Task inputs:

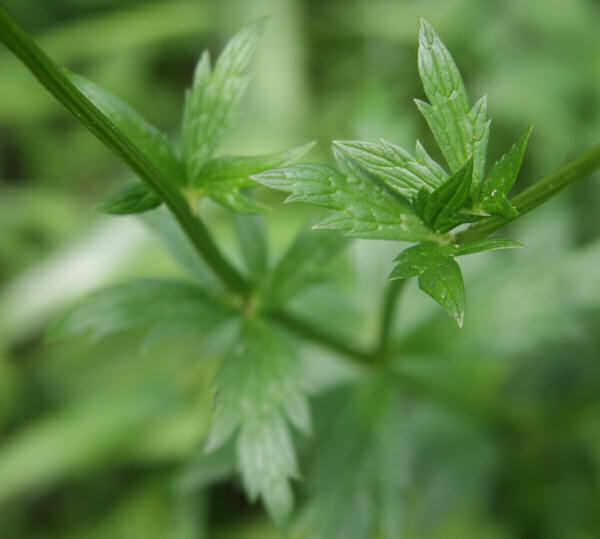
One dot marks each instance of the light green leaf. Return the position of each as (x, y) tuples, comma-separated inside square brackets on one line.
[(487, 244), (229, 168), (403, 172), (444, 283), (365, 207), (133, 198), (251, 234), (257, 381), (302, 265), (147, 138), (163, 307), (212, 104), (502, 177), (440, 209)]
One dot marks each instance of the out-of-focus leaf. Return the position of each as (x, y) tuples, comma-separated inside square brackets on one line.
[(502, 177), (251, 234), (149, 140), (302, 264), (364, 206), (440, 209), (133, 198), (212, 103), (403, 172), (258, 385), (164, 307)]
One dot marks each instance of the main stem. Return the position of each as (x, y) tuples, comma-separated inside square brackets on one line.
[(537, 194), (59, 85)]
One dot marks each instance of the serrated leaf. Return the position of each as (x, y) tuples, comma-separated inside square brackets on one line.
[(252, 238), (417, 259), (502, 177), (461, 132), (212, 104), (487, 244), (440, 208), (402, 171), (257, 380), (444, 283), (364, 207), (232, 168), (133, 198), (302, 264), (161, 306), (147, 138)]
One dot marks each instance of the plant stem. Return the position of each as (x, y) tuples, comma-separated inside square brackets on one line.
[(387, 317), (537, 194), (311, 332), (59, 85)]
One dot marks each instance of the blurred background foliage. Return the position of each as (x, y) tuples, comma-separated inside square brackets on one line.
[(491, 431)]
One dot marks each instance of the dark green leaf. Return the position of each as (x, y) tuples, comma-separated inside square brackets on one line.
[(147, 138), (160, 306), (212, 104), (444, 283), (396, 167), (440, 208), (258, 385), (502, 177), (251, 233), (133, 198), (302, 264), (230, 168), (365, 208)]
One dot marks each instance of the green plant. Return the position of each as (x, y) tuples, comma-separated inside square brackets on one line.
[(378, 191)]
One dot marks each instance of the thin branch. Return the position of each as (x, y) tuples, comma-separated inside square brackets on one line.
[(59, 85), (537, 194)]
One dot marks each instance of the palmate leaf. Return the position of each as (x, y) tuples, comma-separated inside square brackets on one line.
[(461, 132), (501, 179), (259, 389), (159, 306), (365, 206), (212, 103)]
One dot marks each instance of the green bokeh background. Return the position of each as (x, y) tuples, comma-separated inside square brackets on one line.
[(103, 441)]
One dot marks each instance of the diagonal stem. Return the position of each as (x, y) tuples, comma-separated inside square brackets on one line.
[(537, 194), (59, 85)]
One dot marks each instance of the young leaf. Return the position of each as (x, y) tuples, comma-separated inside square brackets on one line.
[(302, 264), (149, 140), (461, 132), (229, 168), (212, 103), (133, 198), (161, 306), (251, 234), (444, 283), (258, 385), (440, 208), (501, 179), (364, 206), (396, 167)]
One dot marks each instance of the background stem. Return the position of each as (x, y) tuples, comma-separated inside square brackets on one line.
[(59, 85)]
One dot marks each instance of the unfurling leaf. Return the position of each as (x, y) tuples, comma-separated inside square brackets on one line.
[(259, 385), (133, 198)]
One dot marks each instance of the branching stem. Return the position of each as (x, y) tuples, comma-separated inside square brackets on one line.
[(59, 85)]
* * *
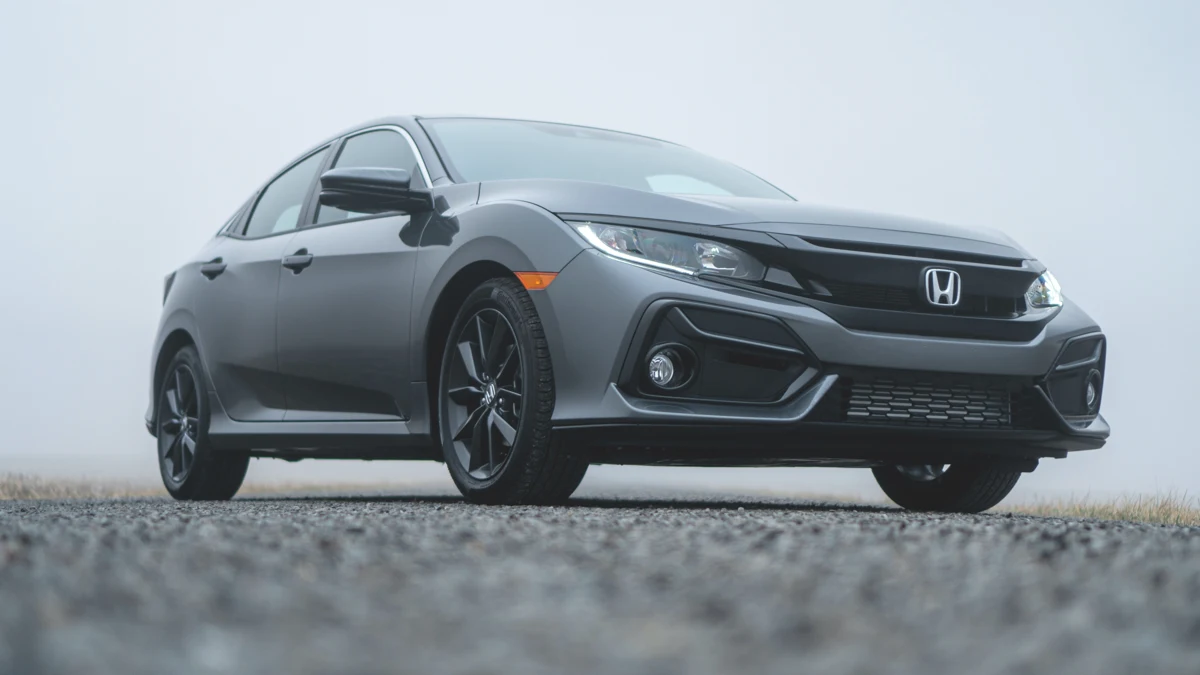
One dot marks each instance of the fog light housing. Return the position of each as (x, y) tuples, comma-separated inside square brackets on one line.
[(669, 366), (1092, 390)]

Task requirements: Format the lines from the one containing "One dot marks each instance of the background" through the one containing "[(259, 385), (133, 198)]", inclusive, as a Markdown table with the columns Row and Line, numbering each line and skipping any blank ones.

Result of the exercise:
| Row | Line |
|---|---|
| 1 | One dot marks each instance of the background stem. Return the position of each as (x, y) tuples, comma-separated inside square brackets on one line. |
| 2 | [(59, 85)] |
| 3 | One dot marks each instance of the unfurling leaf. Return the position of each as (x, y) tuples, comma-separated inside square brackets on one line. |
| 4 | [(259, 385), (133, 198)] |